Data items:
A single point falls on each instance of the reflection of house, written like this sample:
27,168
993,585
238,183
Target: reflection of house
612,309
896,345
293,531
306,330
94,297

DIRECTION: Arrange each line of the records above as a JSON list of strings, one string per line, with blank lines left out.

CORRECT RESULT:
[
  "A single point falls on each instance of the reflection of house, written like this sample:",
  "27,168",
  "993,585",
  "238,183",
  "Target: reflection of house",
  "612,309",
  "896,345",
  "293,531",
  "306,330",
  "94,297"
]